■ Text ■

Recently, he was recording in his home lab when a package arrived from Steve Martin with a letter notifying him that he was the recipient of 2015 recipient of the “Steve Martin Prize for Excellence in Banjo and Bluegrass.”
“The day that package came from Steve, I had gotten up at like 4am when it’s real quiet and I can get recording done. When FedEx came, I was kind of preoccupied. I saw that it was from Steve and thought, ‘Oh cool… he’s sent me one of his records.’” says Barnes in an interview with John Lawless in Bluegrass Today. “But then I thought… ‘Hey, I never gave him my address.’ I had met Steve earlier this year at a show with the Steep Canyon Rangers, and we got to talk a little bit, but I didn’t remember giving him my address. When I opened it up and saw what it was, I was completely stunned. I was speechless. I’ve never won anything, and it amazes me that anyone knows what I am doing.”

■ Records shown ■
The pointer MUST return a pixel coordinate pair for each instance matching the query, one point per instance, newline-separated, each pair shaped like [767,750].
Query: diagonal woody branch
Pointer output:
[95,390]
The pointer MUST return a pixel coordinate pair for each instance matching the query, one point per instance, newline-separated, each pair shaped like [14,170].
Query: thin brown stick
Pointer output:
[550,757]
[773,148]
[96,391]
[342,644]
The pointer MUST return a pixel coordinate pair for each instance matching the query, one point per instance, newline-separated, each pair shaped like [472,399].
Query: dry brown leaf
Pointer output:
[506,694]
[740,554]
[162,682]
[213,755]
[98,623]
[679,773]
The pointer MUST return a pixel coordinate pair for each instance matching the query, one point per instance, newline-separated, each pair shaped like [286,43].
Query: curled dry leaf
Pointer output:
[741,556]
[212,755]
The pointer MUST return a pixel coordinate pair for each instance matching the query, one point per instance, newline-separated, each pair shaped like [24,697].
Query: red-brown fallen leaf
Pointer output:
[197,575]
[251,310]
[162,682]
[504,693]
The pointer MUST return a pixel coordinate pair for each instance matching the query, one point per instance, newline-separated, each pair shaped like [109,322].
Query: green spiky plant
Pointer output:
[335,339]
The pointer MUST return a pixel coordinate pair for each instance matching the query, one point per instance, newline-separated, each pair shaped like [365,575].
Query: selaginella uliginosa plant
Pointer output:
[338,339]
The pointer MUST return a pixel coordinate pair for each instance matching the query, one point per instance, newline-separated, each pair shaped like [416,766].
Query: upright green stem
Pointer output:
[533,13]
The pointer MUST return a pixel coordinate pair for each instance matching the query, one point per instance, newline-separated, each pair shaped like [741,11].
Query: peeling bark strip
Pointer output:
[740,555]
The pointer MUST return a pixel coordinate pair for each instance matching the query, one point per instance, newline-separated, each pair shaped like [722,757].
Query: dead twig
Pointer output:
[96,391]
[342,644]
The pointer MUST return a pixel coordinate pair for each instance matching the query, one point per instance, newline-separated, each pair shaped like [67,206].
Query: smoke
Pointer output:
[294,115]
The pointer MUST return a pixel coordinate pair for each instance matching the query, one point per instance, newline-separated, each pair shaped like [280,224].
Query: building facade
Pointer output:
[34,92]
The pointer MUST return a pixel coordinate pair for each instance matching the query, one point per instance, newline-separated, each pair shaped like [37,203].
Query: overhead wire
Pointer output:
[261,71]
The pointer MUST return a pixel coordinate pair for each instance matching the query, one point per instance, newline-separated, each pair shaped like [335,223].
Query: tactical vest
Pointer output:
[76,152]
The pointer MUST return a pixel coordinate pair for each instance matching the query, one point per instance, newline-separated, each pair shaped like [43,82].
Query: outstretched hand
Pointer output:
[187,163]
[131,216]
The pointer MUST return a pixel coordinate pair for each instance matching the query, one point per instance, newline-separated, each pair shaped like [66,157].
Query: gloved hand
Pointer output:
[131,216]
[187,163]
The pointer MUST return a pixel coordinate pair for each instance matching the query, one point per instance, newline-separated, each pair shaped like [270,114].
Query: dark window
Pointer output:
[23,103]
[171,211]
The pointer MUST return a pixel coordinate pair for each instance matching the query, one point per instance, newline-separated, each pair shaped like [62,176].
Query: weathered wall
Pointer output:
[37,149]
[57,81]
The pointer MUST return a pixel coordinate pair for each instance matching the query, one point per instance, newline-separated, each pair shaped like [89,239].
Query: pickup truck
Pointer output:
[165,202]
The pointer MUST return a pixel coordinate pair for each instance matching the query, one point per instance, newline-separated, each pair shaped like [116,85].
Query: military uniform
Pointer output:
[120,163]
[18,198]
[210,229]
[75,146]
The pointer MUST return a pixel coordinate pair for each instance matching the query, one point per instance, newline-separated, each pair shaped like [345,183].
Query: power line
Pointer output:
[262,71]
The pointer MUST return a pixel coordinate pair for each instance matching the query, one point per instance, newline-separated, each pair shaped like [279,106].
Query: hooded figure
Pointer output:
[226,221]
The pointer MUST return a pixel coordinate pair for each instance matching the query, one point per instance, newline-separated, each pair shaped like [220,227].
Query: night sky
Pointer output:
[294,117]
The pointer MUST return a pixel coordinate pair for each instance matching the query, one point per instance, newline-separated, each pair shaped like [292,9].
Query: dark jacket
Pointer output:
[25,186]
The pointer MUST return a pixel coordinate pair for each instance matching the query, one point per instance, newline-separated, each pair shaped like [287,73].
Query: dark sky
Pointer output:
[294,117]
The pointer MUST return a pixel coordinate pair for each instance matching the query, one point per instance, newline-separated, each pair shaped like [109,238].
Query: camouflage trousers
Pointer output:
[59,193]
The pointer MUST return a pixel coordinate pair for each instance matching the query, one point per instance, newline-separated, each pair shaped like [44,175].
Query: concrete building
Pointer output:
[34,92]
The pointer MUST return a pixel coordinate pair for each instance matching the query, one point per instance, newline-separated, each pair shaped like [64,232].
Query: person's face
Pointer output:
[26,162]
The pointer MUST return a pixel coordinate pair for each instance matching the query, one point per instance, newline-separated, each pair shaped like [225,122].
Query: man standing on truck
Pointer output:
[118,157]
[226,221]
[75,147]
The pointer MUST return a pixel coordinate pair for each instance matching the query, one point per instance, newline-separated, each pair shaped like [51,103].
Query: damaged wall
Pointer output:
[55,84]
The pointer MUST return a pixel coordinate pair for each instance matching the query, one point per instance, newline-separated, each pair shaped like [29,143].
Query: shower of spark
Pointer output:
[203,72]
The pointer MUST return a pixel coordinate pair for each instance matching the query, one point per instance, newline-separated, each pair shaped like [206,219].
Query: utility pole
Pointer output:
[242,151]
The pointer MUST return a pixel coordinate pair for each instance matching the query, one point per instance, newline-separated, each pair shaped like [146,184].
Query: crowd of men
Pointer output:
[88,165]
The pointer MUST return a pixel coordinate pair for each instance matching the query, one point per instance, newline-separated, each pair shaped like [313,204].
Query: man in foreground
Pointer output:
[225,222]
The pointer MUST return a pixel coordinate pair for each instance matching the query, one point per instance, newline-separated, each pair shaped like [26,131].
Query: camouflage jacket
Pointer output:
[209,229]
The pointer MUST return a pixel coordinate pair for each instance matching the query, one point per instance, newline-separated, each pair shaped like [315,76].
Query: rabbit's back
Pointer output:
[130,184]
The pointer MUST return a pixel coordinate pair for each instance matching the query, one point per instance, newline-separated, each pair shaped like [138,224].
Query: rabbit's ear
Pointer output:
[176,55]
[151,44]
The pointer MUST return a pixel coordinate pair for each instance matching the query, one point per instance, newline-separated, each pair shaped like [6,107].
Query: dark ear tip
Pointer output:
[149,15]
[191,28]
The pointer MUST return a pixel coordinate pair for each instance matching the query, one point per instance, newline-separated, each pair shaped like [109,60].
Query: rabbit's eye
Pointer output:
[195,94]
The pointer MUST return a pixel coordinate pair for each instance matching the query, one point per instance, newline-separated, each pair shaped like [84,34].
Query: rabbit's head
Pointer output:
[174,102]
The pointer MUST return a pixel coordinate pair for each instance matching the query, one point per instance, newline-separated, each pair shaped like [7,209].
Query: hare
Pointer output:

■ Tasks to complete ■
**1.** Translate this sentence from the text about the banjo prize into Spanish: "When I opened it up and saw what it was, I was completely stunned."
**2.** Write what follows the last sentence of the text about the banjo prize.

■ Expected results ■
**1.** Cuando lo abrí y vi lo que era, me quedé completamente atónito.

**2.**
The Steve Martin Prize for Excellence in Banjo and Bluegrass provides the winner with an unrestricted cash prize of fifty-thousand dollars, as well as a bronze sculpture created specifically for the prize by noted artist Eric Fischl. Created to bring recognition to an individual or group for outstanding accomplishment in the field of five-string banjo or bluegrass music, the prize highlights the extraordinary musicianship of these artists and bluegrass music worldwide. The winner is determined by a board consisting of J.D Crowe, Pete Wernick, Tony Trischka, Anne Stringfield, Alison Brown, Neil V. Rosenberg, Béla Fleck, and Steve Martin. Previous winners have included Noam Pikelny (2010), Sammy Shelor (2011), Mark Johnson (2012), Jens Kruger (2013), and Eddie Adcock (2014).
“Every year it’s a very tough choice on our banjo prize. We all vote, narrow it down, narrow it down.” Steve Martin says to the Raleigh News Observer, “Danny is a real innovator and we want to make sure innovation gets honored over the course of the prize. He plays three-finger and he’s also not afraid to strum like an old banjo. You rarely see that, someone using banjo in all its capacities.”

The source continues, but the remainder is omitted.